# GIVEN REQUEST 1
Reproduce the part of the Goh Raalhu film text starting with "Goh Raalhu is" and going on through "ruthless, ill-reputed hoodlum.".
# GIVEN REQUEST 2
Write the next part of the Goh Raalhu film text, picking up after its final sentence.

# TEXT SHOWN
----------------------------------------

- Official film poster
- Directed by: Ahmed Sinan
- Written by: Moomin Fuad
- Screenplay by: Moomin Fuad
- Produced by: Mohamed Ali Aishath Fuad Thaufeeq
- Starring: Mohamed Jumayyil Hassan Irufan Aishath Thasneema Aminath Rashfa
- Cinematography: Adam Waseem Ahmed Sinan
- Edited by: Ahmed Sinan
- Music by: Ismail Adheel
- Production company: Dark Rain Entertainment
- Release date: February 4, 2019;
- Running time: 90 minutes
- Country: Maldives
- Language: Dhivehi

= Goh Raalhu =

Goh Raalhu is a 2019 Maldivian crime thriller film directed by Ahmed Sinan. Produced by Mohamed Ali and Aishath Fuad Thaufeeq under Dark Rain Entertainment, the film stars Mohamed Jumayyil, Hassan Irufan, Aishath Thasneema and Aminath Rashfa in pivotal roles. The film was released on 4 February 2019.

==Premise==
Aiman (Mohamed Jumayyil) develops inexplicable feelings for Zaina (Aishath Thasneema) who was dating notorious gangster, Husham (Hassan Irfan). Aiman tries to warn Zaina about the shady affairs of Husham who flaunts his devious deed whenever he gets the chance. Being helplessly in love, Zaina refuses to believe Aiman. Feeling threatened, Husham decides to teach Aiman a lesson, that pulls him into the dark, murky life of the city's most ruthless, ill-reputed hoodlum.

----------------------------------------

# RECORDED INFORMATION
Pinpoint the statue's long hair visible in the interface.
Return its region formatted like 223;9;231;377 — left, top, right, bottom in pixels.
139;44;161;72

----------------------------------------

# EXPECTED OUTPUT 1
Goh Raalhu is a 2019 Maldivian crime thriller film directed by Ahmed Sinan. Produced by Mohamed Ali and Aishath Fuad Thaufeeq under Dark Rain Entertainment, the film stars Mohamed Jumayyil, Hassan Irufan, Aishath Thasneema and Aminath Rashfa in pivotal roles. The film was released on 4 February 2019.

==Premise==
Aiman (Mohamed Jumayyil) develops inexplicable feelings for Zaina (Aishath Thasneema) who was dating notorious gangster, Husham (Hassan Irfan). Aiman tries to warn Zaina about the shady affairs of Husham who flaunts his devious deed whenever he gets the chance. Being helplessly in love, Zaina refuses to believe Aiman. Feeling threatened, Husham decides to teach Aiman a lesson, that pulls him into the dark, murky life of the city's most ruthless, ill-reputed hoodlum.

# EXPECTED OUTPUT 2
== Cast ==
- Mohamed Jumayyil as Aiman
- Hassan Irufan as Husham
- Aishath Thasneema as Zaina
- Aminath Rashfa as Niusha
- Abdullah Azaan as Sofwan
- Nuzuhath Shuaib as Husham's girlfriend
- Ahmed Nashith as Sikey
- Misbah Hameed as Kaatey
- Ali Shunan as Shuntee
- Rizwee as Bond
- Ismail Rasheed as Naeem; Husham's father
- Ahmed Saeed as Husham's uncle
- Mariyam Shakeela as Aiman's aunt
- Mohamed Waheed as Wahid; Niusha's father
- Ahmed Sunee as Zaina's brother
- Ali Shazleem as Ahmed Qalib; station inspector
- Ismail Jumaih as Hambe
- Ahmed Easa aa Husham's friend (special appearance)
- Mohamed Rifshan as Husham's friend (special appearance)
- Huneysa Adam Naseer as Sofwan's sister (special appearance)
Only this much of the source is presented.